> THE EXERCISE
List each line in the entries below that contains the word "brick".

> ROWS
((
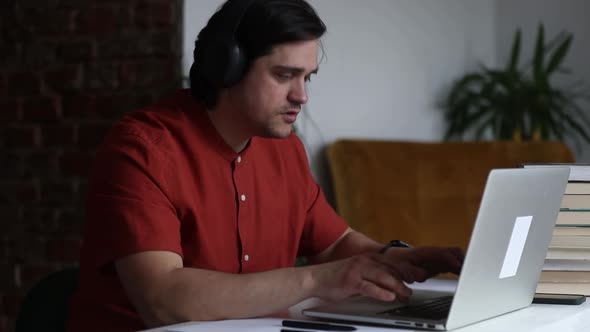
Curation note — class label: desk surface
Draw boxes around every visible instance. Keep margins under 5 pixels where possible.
[145,280,590,332]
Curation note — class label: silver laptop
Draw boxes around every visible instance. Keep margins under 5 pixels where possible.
[303,167,569,330]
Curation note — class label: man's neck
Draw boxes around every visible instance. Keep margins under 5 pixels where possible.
[207,104,250,153]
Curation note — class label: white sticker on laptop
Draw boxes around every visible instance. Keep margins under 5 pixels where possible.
[500,216,533,279]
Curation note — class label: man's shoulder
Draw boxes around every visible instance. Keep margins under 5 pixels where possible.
[109,90,204,145]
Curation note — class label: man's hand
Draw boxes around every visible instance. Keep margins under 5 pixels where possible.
[310,247,463,301]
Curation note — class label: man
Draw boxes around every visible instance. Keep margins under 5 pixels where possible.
[69,0,462,331]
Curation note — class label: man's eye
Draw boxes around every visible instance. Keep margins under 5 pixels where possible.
[276,74,291,81]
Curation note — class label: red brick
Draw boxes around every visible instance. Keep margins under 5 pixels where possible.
[59,152,94,177]
[75,7,120,34]
[84,62,118,90]
[4,126,40,148]
[45,239,82,263]
[20,264,57,290]
[22,206,60,236]
[44,65,82,92]
[0,206,23,232]
[41,125,76,147]
[78,123,112,148]
[22,97,60,122]
[22,6,73,36]
[62,95,96,119]
[2,291,25,316]
[0,98,21,123]
[0,74,8,96]
[57,41,95,63]
[40,180,76,206]
[8,71,41,96]
[23,39,57,70]
[0,316,7,332]
[135,0,175,28]
[0,180,39,204]
[0,263,16,293]
[23,149,57,178]
[55,208,85,236]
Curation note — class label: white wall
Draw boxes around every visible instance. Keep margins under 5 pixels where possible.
[184,0,496,192]
[496,0,590,162]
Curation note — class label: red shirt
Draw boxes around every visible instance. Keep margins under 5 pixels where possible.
[68,90,347,331]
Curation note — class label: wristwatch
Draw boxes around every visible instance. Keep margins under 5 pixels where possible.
[379,240,412,254]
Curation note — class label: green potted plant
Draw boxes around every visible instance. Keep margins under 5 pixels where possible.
[443,24,590,148]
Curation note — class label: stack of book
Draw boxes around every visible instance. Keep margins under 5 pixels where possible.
[523,164,590,296]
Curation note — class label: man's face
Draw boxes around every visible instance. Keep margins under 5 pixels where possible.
[230,40,319,138]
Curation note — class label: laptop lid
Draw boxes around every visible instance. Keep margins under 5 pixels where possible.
[303,167,569,330]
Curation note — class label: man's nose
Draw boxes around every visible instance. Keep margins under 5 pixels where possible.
[288,80,309,104]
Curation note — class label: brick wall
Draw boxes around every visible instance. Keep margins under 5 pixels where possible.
[0,0,182,332]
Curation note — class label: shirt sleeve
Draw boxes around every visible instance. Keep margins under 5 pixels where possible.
[295,136,348,256]
[84,130,182,267]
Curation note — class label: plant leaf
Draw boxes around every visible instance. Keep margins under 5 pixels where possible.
[506,29,522,72]
[546,35,573,76]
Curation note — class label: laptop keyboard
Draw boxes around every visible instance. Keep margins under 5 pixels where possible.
[381,296,453,320]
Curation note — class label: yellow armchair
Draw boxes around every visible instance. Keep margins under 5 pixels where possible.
[327,140,574,249]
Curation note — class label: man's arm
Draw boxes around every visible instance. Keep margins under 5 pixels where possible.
[310,228,384,264]
[115,251,409,327]
[115,251,312,327]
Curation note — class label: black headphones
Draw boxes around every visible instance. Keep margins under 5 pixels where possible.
[197,0,256,88]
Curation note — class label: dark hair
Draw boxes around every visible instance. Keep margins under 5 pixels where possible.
[190,0,326,109]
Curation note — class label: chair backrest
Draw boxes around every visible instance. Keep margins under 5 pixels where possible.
[327,140,574,249]
[15,268,78,332]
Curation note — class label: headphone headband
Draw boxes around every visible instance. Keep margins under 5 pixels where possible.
[197,0,257,88]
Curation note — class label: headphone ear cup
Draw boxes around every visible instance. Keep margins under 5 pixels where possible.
[197,41,246,88]
[223,43,246,88]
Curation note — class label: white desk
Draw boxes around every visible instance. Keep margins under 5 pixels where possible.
[145,280,590,332]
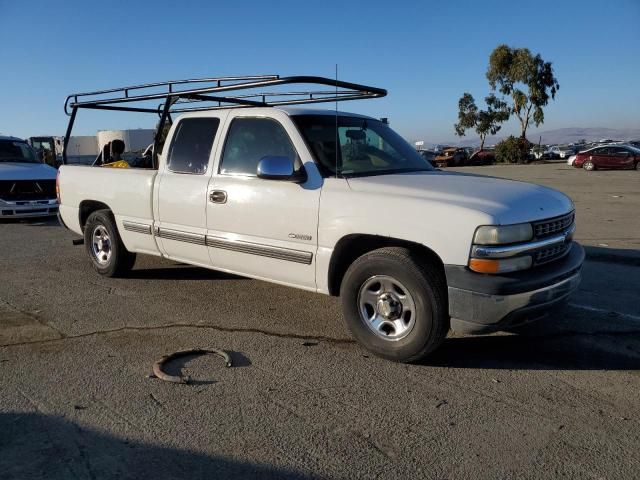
))
> REPLY TO THE EXERCISE
Curation note — class label: red brick
Curation note — class label: brick wall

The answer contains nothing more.